Week 4.5: Photo Essay - Climbing Mount Norikura

Welcome to a new series, the XX.5 series! So far my weekly posts have been mostly words with no pictures (check out my Instagram for daily posts). But this week I wanted to share something a little extra, with more pictures and fewer words. My most recent adventure had too many pictures to share on Instagram, plus they work better together anyhow.

On Friday, our day off, I was definitely hoping to rest. After all we had just had a great boy’s camp and all the staff was tuckered out. But Seth, my boss, was photographer for another camp which was going hiking to the top of Mount Norikura. He had an extra spot, invited me to go, and I accepted. After all, how hard can hiking with a bunch of 7th graders be?

We drove 40 minutes up the mountain to our drop off point. We had about two hours hike ahead of us to the peak. The trail was stony, but well marked, and we had an experienced guide, Mine, to take us up.

The clouds kept rolling in and out, making for some pretty spectacular views. Am I crazy for expecting an Orc to come out from the mist?

Seth was shooting the whole time. Guide Mine pictured below as well. 

As we walked up the ridge to the peak, the clouds cleared for a few minutes and we were treated to a spectacular view of the crater and the lake. The volcano has not erupted for thousands of years, however there are two volcanoes within 20 miles which have the possibility to erupt; one erupted last fall.

Finally made it to the top! All clouds so only me. 3026 meters! (9,928 feet for you English people)

On the way back down we could see the ridge we had climbed up, dividing the inside of the crater and the face of the mountain.

Once we came part way down the mountain we came on another lake, still with plenty of snow and ice! About 20 minutes before this picture I began to feel very sick. I had a stomach ache since that morning, and it had been compounded by altitude sickness. Yes, I vomited what little I had eaten, breaking my record of around 10 years of not vomiting.

Our last sight was a beautiful meadow with random boulders strewn across.

I didn't feel well for the rest of the day, but it was so worth it! 

Look for more XX.5 series coming soon!

Week 4: Complexities of being a Millennial Traveler

I skyped with my family the other night for almost two hours. It was perfect timing, right before my brother went back to college and my parents started their trip back home to Mexico. It was really nice to be “all together” again after three weeks without talking. What struck me during that time was that I have never really been homesick for everywhere. Part of it is, of course, that I have had several different homes in the past few years so pinning one down as “home” is difficult. The more I thought about it though, the more I realized what an impact technology has on my life. We have wifi here at NORTHSTAR, as does much of Japan. So at any moment during the day I can slip out my phone and check my Instagram feed, tap Facebook and see what my friends all over the world are doing. When it comes down to my use of technology, nothing changed since I left Indiana. I am physically present in Japan, yet I can mentally take myself back to Grace just be scrolling through my friends’ social media posts.

[Location labeling records]
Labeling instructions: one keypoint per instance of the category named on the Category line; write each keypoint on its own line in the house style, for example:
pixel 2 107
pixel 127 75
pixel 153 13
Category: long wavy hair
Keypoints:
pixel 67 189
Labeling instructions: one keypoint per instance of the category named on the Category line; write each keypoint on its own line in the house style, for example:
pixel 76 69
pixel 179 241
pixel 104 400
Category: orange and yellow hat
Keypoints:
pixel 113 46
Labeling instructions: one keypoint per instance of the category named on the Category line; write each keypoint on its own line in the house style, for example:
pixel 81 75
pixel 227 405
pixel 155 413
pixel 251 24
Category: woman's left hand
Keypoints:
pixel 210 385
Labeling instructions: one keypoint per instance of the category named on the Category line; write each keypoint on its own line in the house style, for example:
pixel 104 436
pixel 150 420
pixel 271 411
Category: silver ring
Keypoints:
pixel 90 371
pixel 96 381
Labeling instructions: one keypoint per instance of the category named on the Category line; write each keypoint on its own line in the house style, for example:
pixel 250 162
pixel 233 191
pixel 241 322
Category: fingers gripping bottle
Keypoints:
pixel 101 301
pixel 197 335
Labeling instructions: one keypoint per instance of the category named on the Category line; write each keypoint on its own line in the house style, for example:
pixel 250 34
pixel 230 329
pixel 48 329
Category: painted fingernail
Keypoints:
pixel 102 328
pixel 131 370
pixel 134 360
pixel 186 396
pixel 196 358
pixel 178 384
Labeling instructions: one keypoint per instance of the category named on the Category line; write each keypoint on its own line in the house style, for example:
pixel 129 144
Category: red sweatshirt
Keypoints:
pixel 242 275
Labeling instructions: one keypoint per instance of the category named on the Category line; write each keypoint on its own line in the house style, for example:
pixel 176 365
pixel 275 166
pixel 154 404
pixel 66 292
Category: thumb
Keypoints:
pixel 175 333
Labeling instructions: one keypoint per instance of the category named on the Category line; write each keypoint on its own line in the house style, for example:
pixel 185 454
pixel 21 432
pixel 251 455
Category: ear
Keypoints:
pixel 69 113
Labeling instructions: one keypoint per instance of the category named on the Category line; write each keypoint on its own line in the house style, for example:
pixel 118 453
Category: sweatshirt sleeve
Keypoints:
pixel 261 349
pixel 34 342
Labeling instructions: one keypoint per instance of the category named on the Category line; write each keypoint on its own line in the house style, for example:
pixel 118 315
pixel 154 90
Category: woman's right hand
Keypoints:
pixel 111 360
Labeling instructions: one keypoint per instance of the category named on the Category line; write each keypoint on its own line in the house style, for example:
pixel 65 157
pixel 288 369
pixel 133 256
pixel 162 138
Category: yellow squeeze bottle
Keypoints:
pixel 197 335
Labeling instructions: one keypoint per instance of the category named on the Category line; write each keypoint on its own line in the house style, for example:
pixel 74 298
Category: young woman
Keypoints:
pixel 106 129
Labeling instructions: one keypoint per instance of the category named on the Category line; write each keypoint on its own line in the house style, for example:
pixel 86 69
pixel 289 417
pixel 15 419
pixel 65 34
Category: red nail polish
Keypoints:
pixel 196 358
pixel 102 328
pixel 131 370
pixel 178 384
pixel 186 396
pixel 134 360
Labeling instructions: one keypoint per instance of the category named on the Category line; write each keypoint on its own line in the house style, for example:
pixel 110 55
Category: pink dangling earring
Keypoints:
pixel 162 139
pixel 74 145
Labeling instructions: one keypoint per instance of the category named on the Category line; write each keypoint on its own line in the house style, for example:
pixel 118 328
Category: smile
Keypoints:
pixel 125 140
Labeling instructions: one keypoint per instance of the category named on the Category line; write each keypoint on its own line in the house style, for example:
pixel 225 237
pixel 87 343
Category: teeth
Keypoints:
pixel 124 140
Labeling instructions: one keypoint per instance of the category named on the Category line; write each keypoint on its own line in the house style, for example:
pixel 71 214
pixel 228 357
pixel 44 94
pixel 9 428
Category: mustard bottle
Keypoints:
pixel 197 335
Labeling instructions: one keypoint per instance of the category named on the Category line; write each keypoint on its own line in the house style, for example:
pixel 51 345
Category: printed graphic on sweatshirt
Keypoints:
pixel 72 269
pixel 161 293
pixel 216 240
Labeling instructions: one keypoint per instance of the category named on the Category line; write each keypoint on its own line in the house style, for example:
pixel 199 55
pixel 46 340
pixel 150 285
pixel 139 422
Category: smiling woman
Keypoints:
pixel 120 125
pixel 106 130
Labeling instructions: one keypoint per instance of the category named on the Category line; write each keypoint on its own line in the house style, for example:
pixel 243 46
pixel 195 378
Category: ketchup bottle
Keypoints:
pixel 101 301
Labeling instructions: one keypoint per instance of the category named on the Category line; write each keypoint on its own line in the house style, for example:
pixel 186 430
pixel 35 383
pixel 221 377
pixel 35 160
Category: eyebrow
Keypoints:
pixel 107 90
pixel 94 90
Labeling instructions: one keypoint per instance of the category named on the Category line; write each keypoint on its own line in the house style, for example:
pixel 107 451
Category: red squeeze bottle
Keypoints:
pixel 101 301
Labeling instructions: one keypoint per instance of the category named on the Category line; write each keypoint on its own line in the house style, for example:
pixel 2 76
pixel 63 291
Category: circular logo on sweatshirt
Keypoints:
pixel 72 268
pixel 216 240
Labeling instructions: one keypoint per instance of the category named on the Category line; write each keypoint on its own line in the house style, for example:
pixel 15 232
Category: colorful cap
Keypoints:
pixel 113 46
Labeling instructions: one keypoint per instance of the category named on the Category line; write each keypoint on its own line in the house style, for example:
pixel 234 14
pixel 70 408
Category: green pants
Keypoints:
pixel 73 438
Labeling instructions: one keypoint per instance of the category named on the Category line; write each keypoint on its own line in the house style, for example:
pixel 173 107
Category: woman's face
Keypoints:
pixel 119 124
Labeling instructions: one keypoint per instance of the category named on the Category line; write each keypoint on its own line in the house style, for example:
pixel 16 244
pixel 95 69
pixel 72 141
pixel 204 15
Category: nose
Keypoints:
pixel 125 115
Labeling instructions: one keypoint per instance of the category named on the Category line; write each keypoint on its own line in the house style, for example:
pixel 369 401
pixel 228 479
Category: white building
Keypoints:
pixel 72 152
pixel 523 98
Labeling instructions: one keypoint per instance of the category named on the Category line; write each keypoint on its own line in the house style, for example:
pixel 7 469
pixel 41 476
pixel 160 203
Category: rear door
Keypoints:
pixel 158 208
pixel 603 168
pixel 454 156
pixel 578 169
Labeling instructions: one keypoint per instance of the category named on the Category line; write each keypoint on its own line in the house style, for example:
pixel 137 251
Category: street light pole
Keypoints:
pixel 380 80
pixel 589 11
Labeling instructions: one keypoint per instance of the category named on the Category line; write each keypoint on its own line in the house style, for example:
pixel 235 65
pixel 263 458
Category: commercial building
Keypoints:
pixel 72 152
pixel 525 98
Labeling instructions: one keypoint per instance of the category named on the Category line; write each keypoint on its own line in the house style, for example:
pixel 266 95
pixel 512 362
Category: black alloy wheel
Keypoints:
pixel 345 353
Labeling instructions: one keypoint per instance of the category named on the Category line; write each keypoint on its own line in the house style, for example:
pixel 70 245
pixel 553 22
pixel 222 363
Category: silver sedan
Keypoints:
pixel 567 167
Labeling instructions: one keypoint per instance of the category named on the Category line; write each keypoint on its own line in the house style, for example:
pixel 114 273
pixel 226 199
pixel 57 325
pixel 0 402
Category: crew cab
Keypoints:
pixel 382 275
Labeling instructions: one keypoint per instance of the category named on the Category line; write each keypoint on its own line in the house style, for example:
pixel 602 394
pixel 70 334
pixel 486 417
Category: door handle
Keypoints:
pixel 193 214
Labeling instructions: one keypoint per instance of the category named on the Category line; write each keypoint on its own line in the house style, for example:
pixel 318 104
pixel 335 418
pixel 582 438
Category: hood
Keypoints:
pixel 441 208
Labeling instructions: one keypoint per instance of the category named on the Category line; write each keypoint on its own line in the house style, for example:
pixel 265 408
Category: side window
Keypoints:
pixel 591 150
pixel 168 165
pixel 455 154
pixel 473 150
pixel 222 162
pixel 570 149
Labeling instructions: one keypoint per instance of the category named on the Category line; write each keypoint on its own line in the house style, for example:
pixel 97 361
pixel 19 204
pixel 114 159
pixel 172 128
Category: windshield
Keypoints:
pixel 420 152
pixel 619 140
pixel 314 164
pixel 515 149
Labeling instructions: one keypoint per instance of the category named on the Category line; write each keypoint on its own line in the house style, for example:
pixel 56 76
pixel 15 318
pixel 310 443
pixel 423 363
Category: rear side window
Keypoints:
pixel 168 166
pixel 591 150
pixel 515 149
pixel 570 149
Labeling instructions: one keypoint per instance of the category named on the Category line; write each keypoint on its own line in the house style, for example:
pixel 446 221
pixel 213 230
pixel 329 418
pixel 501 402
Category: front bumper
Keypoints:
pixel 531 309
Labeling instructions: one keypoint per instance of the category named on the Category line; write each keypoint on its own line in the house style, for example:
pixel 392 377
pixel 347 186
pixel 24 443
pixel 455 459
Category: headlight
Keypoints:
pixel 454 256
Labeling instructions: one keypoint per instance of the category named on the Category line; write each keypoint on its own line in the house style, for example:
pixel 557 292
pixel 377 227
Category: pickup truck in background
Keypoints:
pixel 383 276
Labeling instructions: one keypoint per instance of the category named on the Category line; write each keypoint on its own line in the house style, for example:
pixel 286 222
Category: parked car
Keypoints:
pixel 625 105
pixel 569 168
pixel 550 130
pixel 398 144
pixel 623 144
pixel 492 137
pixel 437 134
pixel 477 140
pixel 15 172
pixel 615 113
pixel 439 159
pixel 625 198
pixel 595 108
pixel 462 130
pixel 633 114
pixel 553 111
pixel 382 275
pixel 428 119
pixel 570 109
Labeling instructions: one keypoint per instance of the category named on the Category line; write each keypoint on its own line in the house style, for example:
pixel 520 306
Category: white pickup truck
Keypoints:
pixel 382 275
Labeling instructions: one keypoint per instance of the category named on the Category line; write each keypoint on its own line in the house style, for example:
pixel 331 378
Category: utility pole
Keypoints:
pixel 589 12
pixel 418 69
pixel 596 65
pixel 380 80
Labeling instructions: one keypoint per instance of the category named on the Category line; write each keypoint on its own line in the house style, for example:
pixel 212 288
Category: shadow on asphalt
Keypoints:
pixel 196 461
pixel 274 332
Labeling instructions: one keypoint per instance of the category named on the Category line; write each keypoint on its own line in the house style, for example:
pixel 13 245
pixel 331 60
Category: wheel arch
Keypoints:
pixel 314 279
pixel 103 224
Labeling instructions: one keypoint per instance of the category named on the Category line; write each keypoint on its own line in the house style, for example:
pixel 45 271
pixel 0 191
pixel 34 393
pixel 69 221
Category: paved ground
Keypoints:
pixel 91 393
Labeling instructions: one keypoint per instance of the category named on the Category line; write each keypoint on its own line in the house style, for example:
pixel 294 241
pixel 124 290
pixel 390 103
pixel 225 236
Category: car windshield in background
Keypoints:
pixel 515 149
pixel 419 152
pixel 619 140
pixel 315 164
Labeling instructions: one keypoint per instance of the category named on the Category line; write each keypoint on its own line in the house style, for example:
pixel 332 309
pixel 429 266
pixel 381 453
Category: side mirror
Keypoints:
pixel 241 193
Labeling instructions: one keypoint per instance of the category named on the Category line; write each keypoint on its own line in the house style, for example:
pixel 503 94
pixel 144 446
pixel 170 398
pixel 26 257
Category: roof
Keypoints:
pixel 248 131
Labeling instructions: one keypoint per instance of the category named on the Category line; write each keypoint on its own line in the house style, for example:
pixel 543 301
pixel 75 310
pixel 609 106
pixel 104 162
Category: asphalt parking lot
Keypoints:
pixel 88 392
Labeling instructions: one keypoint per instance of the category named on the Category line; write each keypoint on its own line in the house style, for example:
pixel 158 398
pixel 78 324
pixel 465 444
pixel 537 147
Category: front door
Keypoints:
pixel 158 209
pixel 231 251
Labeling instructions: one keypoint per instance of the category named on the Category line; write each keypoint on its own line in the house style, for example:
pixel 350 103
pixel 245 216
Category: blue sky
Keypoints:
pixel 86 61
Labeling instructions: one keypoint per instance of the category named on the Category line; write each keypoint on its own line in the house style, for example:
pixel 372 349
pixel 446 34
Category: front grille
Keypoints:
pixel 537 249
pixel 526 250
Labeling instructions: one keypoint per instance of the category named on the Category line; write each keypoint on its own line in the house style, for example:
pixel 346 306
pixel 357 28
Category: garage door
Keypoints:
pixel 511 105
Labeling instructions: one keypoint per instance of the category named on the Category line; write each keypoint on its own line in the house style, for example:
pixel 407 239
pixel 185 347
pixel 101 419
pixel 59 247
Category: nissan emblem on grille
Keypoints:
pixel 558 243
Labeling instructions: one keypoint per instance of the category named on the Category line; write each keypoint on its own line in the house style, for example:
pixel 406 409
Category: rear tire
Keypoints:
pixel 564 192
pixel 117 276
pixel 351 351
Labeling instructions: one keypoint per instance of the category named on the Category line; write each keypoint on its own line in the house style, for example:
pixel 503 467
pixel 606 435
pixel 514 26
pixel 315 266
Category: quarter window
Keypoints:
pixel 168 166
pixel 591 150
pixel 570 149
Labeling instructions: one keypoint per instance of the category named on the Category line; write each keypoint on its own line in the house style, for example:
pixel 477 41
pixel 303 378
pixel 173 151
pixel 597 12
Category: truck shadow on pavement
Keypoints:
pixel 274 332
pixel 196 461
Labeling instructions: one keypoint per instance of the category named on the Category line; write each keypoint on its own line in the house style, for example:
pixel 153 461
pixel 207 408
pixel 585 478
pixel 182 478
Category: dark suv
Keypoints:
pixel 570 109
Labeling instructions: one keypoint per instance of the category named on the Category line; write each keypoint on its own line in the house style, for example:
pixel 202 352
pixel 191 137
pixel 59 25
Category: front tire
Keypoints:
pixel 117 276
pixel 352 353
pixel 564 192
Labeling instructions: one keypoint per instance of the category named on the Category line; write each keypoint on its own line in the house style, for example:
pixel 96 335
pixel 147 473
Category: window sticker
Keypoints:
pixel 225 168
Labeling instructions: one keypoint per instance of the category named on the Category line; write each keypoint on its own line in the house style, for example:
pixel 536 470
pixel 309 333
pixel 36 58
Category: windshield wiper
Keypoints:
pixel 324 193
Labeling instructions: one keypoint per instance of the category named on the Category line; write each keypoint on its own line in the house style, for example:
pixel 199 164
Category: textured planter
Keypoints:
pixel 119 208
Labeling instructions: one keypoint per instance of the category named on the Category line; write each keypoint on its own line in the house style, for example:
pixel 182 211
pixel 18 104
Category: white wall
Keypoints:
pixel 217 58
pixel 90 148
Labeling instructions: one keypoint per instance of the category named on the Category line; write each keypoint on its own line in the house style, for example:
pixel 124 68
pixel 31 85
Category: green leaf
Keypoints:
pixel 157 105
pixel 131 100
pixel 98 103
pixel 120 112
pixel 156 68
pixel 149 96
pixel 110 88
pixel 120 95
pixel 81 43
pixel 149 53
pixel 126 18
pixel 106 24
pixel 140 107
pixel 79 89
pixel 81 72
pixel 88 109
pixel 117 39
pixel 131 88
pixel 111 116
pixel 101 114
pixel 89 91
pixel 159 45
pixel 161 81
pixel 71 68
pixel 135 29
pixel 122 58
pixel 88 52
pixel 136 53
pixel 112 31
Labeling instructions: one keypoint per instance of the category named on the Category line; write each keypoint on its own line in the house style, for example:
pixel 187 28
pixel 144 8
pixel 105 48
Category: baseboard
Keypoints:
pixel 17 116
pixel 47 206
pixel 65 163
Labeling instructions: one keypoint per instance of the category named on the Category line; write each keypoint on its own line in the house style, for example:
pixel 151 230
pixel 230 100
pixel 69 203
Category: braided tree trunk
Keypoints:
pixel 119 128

[Actions to take]:
(A) Do these statements agree with the blog text? For each, answer yes or no and quote the deciding words. (i) The hike from the drop off point to the peak was about two hours. (ii) The volcano of Mount Norikura erupted last fall. (iii) Seth was the guide who led the group up the mountain.
(B) Count the lines in the listing that contain the string "yellow", with case counting, and reply with the number only.

[Exercise answers]:
(A)
(i) Yes: "We had about two hours hike ahead of us to the peak."
(ii) No: "The volcano has not erupted for thousands of years"
(iii) No: "we had an experienced guide, Mine, to take us up."

(B) 2